So does Britney! :lol:


----------



## cnsf (Jun 6, 2002)

Is it possible for one to form a solid relationship with an Avatar? If only yours were 3D, James.....


----------



## cnsf (Jun 6, 2002)

> _Originally posted by Geronimo _
> *Peace Kermit.
> I don't think anyone but the parties involved can answer it. I did not mena to offfend. Just pointing out that you are speaking for a lot of people. Who knows who is willing to pay----especailly since they would not pay with cable or DTV.
> 
> Anyway have a good day. I hope you get your answer. *


Sorry for the emotions. It's a pretty charged issue here in NYC.


----------



## Gemini365i (Sep 7, 2002)

I really don't care about YES. I don't watch it, and I wish I could take it off my subscription. I am neither a Yanks or Nets fan. I love the Knicks(who are losers this season, it's kool) and Mets.

I'm the odd ball out huh? Who cares about YES? ONLY Yankess fans. The Nets have no fans!

JE


----------



## jrbdmb (Sep 5, 2002)

Just curious ... since the other RSNs in the area (Fox Sports NY, MSG) have lost the Yankees, Nets, and someday the Devils to YES, have they lowered their rates?

**AVAILABLE DATA**
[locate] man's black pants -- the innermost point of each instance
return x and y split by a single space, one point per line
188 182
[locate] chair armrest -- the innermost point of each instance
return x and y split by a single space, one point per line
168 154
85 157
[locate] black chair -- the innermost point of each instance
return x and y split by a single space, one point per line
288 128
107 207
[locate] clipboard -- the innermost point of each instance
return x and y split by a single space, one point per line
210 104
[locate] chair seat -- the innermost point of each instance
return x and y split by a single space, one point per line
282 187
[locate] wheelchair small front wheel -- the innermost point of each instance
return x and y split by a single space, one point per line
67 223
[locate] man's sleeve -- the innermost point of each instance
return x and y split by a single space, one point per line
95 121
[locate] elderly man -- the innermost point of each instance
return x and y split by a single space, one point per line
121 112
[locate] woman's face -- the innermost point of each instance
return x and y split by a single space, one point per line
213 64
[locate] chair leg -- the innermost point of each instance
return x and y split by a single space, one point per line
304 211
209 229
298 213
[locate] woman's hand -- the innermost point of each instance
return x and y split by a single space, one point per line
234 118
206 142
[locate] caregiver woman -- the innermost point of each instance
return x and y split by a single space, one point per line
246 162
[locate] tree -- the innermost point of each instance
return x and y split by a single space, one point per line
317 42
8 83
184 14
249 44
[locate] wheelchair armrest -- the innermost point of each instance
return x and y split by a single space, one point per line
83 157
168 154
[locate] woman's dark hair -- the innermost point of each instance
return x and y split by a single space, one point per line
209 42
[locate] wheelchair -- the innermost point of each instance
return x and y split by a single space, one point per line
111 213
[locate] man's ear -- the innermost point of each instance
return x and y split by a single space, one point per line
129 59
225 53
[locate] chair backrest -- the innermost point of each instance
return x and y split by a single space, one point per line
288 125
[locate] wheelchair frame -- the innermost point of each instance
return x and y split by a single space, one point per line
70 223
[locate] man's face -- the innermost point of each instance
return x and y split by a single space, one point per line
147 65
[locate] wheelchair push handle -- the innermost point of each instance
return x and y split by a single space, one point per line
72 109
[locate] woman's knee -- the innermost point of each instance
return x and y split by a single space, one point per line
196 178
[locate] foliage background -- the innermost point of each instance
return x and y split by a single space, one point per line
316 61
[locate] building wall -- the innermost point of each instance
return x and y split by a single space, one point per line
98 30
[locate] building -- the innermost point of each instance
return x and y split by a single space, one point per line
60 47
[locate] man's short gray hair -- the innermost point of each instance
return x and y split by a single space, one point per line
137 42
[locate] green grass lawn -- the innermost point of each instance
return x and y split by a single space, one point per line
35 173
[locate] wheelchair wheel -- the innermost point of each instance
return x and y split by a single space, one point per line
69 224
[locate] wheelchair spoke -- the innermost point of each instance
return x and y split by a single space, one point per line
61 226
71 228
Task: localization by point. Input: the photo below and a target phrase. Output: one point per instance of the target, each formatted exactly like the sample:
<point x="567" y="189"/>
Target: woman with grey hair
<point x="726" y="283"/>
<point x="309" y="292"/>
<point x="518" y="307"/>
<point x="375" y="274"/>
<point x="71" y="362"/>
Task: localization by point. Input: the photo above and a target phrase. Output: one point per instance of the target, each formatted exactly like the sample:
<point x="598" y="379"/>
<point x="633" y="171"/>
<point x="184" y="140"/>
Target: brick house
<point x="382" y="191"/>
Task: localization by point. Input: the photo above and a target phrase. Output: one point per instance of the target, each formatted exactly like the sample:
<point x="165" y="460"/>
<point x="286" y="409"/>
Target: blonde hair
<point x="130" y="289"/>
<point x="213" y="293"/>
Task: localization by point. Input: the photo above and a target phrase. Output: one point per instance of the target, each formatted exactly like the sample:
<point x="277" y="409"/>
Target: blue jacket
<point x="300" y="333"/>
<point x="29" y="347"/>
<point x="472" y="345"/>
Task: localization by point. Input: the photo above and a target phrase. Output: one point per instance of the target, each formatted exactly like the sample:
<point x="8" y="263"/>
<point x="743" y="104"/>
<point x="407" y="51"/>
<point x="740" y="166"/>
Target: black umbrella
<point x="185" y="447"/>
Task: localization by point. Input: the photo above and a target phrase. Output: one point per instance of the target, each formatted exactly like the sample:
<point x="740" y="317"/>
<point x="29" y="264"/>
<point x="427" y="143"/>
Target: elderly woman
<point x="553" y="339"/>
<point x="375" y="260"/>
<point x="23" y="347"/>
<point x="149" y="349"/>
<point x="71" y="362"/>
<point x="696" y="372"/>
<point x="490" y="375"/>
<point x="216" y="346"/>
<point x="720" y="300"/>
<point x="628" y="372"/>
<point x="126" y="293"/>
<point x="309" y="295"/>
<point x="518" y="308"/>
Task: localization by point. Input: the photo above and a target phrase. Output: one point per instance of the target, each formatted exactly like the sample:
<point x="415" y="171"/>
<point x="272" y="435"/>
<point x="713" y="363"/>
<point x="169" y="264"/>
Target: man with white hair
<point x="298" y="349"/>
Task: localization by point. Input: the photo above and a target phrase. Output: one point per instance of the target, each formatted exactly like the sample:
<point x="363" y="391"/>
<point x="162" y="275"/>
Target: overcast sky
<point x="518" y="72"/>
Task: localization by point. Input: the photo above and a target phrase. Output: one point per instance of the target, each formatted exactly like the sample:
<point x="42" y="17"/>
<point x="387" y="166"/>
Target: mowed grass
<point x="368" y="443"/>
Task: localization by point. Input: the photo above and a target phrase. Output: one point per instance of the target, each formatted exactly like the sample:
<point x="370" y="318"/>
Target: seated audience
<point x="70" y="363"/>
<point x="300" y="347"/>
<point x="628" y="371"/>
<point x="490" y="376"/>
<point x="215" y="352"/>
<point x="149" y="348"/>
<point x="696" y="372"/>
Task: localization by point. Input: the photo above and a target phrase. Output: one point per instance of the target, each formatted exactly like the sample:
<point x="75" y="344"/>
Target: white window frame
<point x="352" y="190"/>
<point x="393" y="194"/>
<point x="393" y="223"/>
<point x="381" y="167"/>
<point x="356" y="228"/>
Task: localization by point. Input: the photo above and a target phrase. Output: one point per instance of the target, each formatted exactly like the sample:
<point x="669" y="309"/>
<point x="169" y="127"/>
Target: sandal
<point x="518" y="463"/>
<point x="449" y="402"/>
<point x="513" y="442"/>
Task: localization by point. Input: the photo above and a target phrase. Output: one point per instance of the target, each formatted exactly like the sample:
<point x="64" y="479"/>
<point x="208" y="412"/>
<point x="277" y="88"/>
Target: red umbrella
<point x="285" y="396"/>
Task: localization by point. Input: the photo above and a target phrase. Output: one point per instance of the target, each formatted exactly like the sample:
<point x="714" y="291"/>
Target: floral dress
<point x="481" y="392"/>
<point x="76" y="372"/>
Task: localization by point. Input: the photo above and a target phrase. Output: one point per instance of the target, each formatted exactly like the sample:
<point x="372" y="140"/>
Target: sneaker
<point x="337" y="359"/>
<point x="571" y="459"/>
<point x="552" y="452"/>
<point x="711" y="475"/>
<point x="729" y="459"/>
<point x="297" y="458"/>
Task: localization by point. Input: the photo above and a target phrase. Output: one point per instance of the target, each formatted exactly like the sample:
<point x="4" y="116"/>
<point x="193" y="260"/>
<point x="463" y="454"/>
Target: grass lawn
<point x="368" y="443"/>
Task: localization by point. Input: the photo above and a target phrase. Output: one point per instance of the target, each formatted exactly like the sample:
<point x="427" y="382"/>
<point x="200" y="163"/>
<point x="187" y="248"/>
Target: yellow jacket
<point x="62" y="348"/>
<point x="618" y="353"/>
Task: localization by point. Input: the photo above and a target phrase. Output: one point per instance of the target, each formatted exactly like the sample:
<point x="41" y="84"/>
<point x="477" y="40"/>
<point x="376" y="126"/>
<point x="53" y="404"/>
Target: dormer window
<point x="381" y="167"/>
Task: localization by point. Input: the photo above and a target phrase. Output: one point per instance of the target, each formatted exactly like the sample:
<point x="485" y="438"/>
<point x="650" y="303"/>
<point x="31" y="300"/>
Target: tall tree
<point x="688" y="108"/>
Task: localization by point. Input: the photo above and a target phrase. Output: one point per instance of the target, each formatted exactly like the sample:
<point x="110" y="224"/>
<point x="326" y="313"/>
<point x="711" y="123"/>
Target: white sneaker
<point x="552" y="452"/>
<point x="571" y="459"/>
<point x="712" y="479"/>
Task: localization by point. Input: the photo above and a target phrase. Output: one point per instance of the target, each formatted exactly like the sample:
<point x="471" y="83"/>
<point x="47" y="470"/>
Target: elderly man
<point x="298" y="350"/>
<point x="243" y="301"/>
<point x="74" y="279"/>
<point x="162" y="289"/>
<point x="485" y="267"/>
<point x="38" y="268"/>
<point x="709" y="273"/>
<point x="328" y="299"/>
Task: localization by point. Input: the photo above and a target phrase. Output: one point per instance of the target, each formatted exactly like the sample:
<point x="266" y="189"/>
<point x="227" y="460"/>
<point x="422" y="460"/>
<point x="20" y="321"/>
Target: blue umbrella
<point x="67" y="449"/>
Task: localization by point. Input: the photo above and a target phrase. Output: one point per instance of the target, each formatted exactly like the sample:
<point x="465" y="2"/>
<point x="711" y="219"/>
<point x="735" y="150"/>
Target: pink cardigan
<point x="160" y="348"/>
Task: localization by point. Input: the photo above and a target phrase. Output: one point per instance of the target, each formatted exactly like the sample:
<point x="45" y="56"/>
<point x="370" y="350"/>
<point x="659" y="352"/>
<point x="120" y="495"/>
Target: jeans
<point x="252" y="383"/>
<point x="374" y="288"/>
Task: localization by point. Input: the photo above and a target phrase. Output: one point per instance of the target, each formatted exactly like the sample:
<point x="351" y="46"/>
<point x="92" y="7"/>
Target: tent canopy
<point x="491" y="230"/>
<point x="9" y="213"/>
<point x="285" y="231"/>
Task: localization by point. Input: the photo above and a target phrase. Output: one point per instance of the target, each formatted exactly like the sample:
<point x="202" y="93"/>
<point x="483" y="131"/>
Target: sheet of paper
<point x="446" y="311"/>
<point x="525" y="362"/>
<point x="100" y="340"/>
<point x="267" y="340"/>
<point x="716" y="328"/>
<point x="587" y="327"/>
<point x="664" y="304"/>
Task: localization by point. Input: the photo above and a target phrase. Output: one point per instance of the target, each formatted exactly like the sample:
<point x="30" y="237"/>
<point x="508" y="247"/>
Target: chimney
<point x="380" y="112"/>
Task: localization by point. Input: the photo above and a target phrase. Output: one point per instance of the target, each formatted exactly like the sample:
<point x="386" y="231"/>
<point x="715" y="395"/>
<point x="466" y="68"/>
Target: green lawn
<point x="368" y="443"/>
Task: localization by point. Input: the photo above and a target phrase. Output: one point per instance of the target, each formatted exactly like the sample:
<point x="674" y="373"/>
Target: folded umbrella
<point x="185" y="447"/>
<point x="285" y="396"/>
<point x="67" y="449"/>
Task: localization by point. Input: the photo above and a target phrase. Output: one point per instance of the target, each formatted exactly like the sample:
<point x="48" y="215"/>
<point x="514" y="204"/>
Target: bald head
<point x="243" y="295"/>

**TASKS FOR THIS EXERCISE**
1) In the forum thread, condense the paragraph beginning "I really don't care about YES" into a short bulleted list that keeps its main facts.
2) Show every line in the entries that contains the word "black".
The forum thread and the entries are unrelated pieces of material.

**RESULTS IN ORDER**
1)
- Doesn't care about or watch YES
- Wishes YES could be removed from the subscription
- Not a Yankees or Nets fan
- Loves the Knicks (losers this season) and the Mets

2)
[locate] man's black pants -- the innermost point of each instance
[locate] black chair -- the innermost point of each instance
Target: black umbrella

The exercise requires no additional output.